Soal Latihan a:
Kutip bagian teks tentang drama Flower of Evil di bawah ini tanpa mengubah satu kata pun, mulai dari "Cha Ji-won (Moon" sampai dengan "besar pada suaminya.".

Teks Ekstraksi:
________________________

Cha Ji-won (Moon Chae-won) dan  Baek Hee-sung (Lee Jun-ki) menikmati kehidupan pernikahan mereka. Kehadiran Baek Eun-ha, puteri semata wayang mereka semakin melengkapi kesempurnaan kebahagiaan tersebut. Cha Ji-won adalah seorang detektif, sedangkan Baek Hee-sung membuka sebuah usaha di bidang kerajinan logam.

Kehidupan keluarga kecil itu terguncang ketika sebuah insiden yang berhubungan dengan masa lalu Baek Hee-sung terungkap. Cha Ji-won shock, suaminya yang tampak normal dan penyayang itu ternyata menyimpan masa lalu kelam dan mengerikan.

Cha Ji-won dilema. Di satu sisi ia terluka dengan fakta mengejutkan tentang Hee-sung, di sisi lain, ia tidak bisa begitu saja melenyapkan rasa cintanya yang sedemikian besar pada suaminya.

Jalan manakah yang akan ditempuhnya? Apakah kebahagiaan dan cinta yang ditampakkan suaminya selama ini hanya kamuflase belaka?

16 episode drama tvN yang mengusung genre suspense melodrama ini berhasil menyajikan cerita yang menawan dan tidak terlupakan bagi viewers-nya.

***


Saya termasuk orang yang terlambat menonton Flower of Evil, padahal saya excited banget sewaktu keluar berita Lee Jun Ki dan Moon Chae Won mau main drama bareng lagi setelah Criminal Minds (2017). Kayaknya sih waktu FOE tayang, karena satu dan lain hal, saya menjauhkan diri dari tontonan yang punya materi berat.


Di temlen saya, yang nonton FOE semuanya kompak bilang drama ini keren banget. Spoiler bertebaran tapi syukurnya enggak sampe ngebongkar secara utuh cerita dramanya, jadi ketika saya (akhirnya) nonton, efek surprise-nya masih bisa saya rasakan.

________________________

Daftar Data:
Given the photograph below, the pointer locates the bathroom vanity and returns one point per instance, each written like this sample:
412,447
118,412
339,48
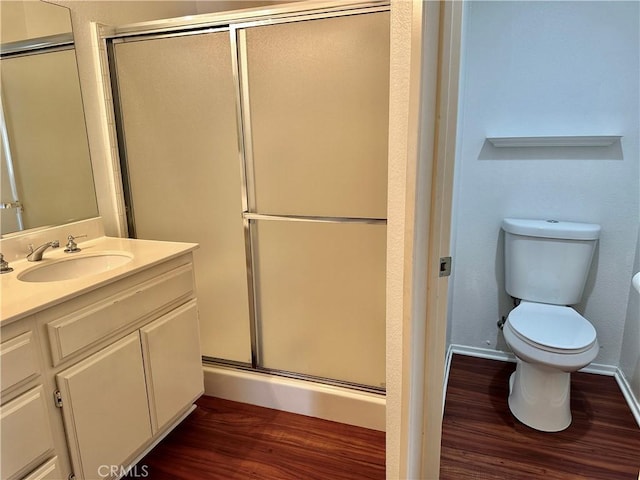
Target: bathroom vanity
97,368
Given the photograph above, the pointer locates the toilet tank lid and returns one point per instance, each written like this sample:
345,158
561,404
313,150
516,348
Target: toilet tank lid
551,229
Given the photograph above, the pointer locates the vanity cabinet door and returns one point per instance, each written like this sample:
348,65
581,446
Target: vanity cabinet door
25,433
105,409
171,349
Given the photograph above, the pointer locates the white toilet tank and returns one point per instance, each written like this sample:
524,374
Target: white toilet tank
547,261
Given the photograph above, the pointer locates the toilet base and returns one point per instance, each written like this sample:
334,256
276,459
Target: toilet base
539,396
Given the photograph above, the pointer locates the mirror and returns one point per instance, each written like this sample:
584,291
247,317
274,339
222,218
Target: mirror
46,176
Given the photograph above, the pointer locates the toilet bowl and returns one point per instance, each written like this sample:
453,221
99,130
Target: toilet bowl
550,342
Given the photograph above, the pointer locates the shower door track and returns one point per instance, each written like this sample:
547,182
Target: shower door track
247,367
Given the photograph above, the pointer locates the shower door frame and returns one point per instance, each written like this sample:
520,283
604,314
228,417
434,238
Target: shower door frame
236,29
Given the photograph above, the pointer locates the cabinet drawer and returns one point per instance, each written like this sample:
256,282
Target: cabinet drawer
25,433
82,328
50,470
18,361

________________________

Soal Latihan b:
Cetak ulang seluruh baris pada daftar data di atas tanpa perubahan apa pun, dan jangan sertakan gambarnya dalam jawaban.

Jawaban Tugas a:
Cha Ji-won (Moon Chae-won) dan  Baek Hee-sung (Lee Jun-ki) menikmati kehidupan pernikahan mereka. Kehadiran Baek Eun-ha, puteri semata wayang mereka semakin melengkapi kesempurnaan kebahagiaan tersebut. Cha Ji-won adalah seorang detektif, sedangkan Baek Hee-sung membuka sebuah usaha di bidang kerajinan logam.

Kehidupan keluarga kecil itu terguncang ketika sebuah insiden yang berhubungan dengan masa lalu Baek Hee-sung terungkap. Cha Ji-won shock, suaminya yang tampak normal dan penyayang itu ternyata menyimpan masa lalu kelam dan mengerikan.

Cha Ji-won dilema. Di satu sisi ia terluka dengan fakta mengejutkan tentang Hee-sung, di sisi lain, ia tidak bisa begitu saja melenyapkan rasa cintanya yang sedemikian besar pada suaminya.

Jawaban Tugas b:
Given the photograph below, the pointer locates the bathroom vanity and returns one point per instance, each written like this sample:
412,447
118,412
339,48
Target: bathroom vanity
97,368
Given the photograph above, the pointer locates the toilet tank lid and returns one point per instance, each written like this sample:
345,158
561,404
313,150
516,348
Target: toilet tank lid
551,229
Given the photograph above, the pointer locates the vanity cabinet door and returns one point per instance, each written like this sample:
348,65
581,446
Target: vanity cabinet door
25,433
105,409
171,349
Given the photograph above, the pointer locates the white toilet tank and returns one point per instance, each written like this sample:
524,374
Target: white toilet tank
547,261
Given the photograph above, the pointer locates the toilet base and returns one point per instance, each written like this sample:
334,256
276,459
Target: toilet base
539,396
Given the photograph above, the pointer locates the mirror and returns one point per instance, each written like this sample:
584,291
247,317
274,339
222,218
Target: mirror
46,176
Given the photograph above, the pointer locates the toilet bowl and returns one point per instance, each written like this sample:
453,221
99,130
Target: toilet bowl
550,342
Given the photograph above, the pointer locates the shower door track and returns one point per instance, each written like this sample:
547,182
Target: shower door track
247,367
Given the photograph above, the pointer locates the shower door frame and returns one point per instance, each written like this sample:
520,283
604,314
228,417
434,238
Target: shower door frame
236,29
Given the photograph above, the pointer locates the cabinet drawer and returns one point per instance, each written like this sample:
256,282
Target: cabinet drawer
25,433
82,328
50,470
18,361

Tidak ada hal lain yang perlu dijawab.